+++ Selected extract +++

Mark Bourrie says he wanted to write a book about federal Conservative Leader Pierre Poilievre because he saw a need for a biography that focused on Poilievre within the modern media environment in Canada. He also wanted to look at the rise of the right in Western democracies, and the undermining of this country’s democratic institutions. The result is Ripper: The Making of Pierre Poilievre, Bourrie’s 430-page, gripping, and exhaustive look at one of the more controversial leading figures in federal politics today. The book is detailed, well-written, and is currently on The Globe and Mail’s bestselling Canadian non-fiction books list.
Bourrie, who is a lawyer, author, former Hill journalist, and a historian, has written numerous non-fiction books, including Bush Runner: The Adventures of Pierre-Esprit Radisson, which won the prestigious RBC Taylor Prize for non-fiction in 2020. He is also author of Crosses in the Sky: Jean de Brébeuf and the Destruction of Huronia; Big Fear Me; The Killing Game: Martyrdom, Murder and the Lure of ISIS; Peter Woodcock: Canada’s Youngest Serial Killer; and Kill the Messengers: Stephen Harper’s Assault on Your Right to Know.
Bourrie argues that Poilievre is “a ripper,” a politician “who sees politics as a war that gives their lives meaning,” and says rippers make “fantastic opposition leaders,” but “awful” prime ministers.
This Q&A, conducted via email, has been edited for length and clarity.
How long did it take you to write this book? “I worked on it from late May or early June 2024 until late February 2025.”
Where do you write and what is your writing process for writing big biographies? “I write at home. I buy every book that I think will be relevant, then normally use Library and Archives Canada for research. With the Poilievre book, I got a lot of material at the Ottawa City Library, which gives people access to huge, expansive media databases. I also use university online academic databases (though they weren’t that useful in this project.”
What were your sources of information (documents, books, newspaper stories, reports), and why did you decide not to interview people? “I’m trained as a historian. I found the written record to be much more useful and accurate than interviews. Poilievre is a polarizing figure in ordinary times. By the time I started the project, he’d been leader of his party for almost two years and we were, supposedly, 18 months away from an election. Finding anyone in Ottawa who was non-partisan and fair was almost impossible.
“People who didn’t want him to win really didn’t want him to. I would spend hours listening to hours of rumour and come away with nothing usable. On top of that, there was a strong element of fear, especially in the media. I realized few people in Ottawa really know him. All this confirmed my bias against oral history. Poilievre’s life is well-documented. He’s been in the media spotlight since high school, and an MP for 21 years. I’m very comfortable with the written record. A lot of it was created before people became so polarized.”

+++ Extracted information +++

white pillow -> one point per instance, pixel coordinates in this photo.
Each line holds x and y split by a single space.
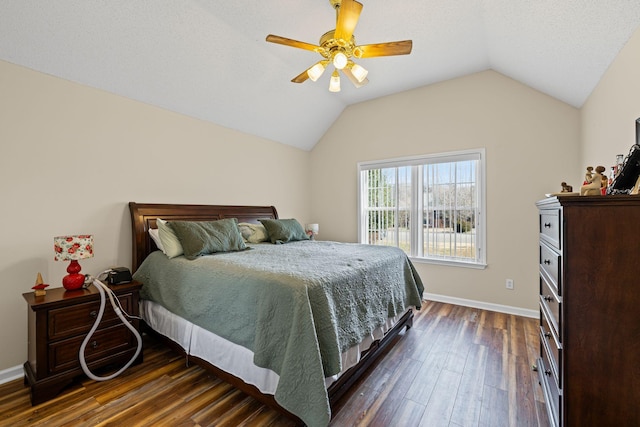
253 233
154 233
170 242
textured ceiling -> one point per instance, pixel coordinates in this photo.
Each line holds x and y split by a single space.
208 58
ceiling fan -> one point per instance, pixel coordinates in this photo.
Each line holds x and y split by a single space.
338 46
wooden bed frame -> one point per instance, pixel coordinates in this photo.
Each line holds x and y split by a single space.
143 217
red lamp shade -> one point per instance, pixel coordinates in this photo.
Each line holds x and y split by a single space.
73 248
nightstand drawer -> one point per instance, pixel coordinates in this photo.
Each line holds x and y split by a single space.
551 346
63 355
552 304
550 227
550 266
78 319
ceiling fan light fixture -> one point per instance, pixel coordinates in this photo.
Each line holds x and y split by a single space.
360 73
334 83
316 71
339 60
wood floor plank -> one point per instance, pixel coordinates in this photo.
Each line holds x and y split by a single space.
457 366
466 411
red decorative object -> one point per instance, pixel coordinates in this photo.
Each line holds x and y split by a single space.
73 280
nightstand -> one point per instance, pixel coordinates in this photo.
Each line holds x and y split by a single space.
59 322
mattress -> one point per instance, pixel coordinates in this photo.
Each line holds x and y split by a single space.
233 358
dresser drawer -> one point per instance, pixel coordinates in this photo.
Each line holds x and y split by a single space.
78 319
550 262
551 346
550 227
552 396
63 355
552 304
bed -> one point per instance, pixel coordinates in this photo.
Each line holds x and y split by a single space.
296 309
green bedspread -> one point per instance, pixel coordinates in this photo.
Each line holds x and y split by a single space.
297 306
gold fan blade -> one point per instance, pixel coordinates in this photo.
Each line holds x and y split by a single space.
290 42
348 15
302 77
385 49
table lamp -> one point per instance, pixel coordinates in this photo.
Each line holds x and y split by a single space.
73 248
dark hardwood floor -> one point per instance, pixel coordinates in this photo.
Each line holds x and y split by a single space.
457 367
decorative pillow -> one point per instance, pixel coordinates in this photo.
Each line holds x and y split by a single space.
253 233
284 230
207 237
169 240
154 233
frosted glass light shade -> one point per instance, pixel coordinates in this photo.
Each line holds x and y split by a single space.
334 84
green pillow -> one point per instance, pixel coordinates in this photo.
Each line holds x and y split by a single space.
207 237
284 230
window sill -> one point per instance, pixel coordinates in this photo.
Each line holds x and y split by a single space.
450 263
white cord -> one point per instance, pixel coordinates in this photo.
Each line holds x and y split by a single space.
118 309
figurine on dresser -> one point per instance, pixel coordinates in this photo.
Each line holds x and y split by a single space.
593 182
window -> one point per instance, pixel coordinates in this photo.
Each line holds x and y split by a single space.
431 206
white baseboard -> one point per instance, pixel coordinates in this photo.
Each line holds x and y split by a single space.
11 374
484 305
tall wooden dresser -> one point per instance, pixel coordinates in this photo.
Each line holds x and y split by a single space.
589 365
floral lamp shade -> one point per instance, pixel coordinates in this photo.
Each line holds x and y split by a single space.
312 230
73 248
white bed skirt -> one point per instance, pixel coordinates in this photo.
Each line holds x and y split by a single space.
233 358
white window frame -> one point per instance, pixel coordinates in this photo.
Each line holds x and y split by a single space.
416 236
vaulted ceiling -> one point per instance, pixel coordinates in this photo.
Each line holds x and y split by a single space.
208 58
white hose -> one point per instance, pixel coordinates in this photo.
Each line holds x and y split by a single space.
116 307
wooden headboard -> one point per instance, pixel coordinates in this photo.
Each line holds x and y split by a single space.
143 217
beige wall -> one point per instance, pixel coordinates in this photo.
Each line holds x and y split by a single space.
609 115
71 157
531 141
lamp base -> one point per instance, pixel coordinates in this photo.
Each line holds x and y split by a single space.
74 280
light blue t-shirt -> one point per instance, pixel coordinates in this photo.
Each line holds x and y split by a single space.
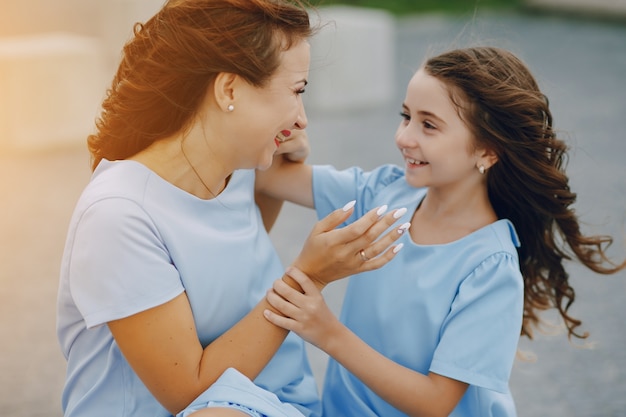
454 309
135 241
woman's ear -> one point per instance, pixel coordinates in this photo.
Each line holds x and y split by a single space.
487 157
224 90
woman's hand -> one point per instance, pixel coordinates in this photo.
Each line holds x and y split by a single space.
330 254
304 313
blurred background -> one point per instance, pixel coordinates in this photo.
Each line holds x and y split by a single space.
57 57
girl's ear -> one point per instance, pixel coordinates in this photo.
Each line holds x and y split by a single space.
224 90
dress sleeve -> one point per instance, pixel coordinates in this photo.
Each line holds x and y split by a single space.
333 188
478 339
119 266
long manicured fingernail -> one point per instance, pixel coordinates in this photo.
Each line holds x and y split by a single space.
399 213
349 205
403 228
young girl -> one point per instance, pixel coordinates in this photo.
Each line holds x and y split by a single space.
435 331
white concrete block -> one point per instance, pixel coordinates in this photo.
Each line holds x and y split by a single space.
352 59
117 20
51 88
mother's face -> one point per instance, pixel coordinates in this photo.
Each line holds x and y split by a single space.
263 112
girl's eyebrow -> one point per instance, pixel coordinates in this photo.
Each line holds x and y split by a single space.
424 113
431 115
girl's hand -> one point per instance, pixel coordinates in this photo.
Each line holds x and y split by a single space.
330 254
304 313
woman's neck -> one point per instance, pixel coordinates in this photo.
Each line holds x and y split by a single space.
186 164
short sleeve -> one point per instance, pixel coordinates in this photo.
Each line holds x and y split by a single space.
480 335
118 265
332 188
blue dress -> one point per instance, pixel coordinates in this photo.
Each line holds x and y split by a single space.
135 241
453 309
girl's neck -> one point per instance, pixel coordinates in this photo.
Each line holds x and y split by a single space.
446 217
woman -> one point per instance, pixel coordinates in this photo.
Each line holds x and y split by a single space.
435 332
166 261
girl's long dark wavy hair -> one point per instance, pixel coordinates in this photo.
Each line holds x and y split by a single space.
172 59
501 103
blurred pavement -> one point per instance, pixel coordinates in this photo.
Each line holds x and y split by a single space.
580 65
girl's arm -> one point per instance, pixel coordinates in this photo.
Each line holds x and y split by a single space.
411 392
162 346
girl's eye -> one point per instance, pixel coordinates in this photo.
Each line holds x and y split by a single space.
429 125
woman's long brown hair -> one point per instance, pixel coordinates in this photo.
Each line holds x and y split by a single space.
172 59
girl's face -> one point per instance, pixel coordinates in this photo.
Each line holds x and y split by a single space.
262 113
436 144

+++

• What to work on:
**A)** Transcribe the passage of the interview with Mark Bourrie between "Mark Bourrie says" and "non-fiction books list.", inclusive.
**B)** In the interview with Mark Bourrie, which prize did Bush Runner win, and in what year?
**C)** Name every book by Bourrie that the interview with Mark Bourrie mentions.

• Results of the exercise:
**A)**
Mark Bourrie says he wanted to write a book about federal Conservative Leader Pierre Poilievre because he saw a need for a biography that focused on Poilievre within the modern media environment in Canada. He also wanted to look at the rise of the right in Western democracies, and the undermining of this country’s democratic institutions. The result is Ripper: The Making of Pierre Poilievre, Bourrie’s 430-page, gripping, and exhaustive look at one of the more controversial leading figures in federal politics today. The book is detailed, well-written, and is currently on The Globe and Mail’s bestselling Canadian non-fiction books list.

**B)** The RBC Taylor Prize for non-fiction, in 2020.

**C)**
- Ripper: The Making of Pierre Poilievre
- Bush Runner: The Adventures of Pierre-Esprit Radisson
- Crosses in the Sky: Jean de Brébeuf and the Destruction of Huronia
- Big Fear Me
- The Killing Game: Martyrdom, Murder and the Lure of ISIS
- Peter Woodcock: Canada's Youngest Serial Killer
- Kill the Messengers: Stephen Harper's Assault on Your Right to Know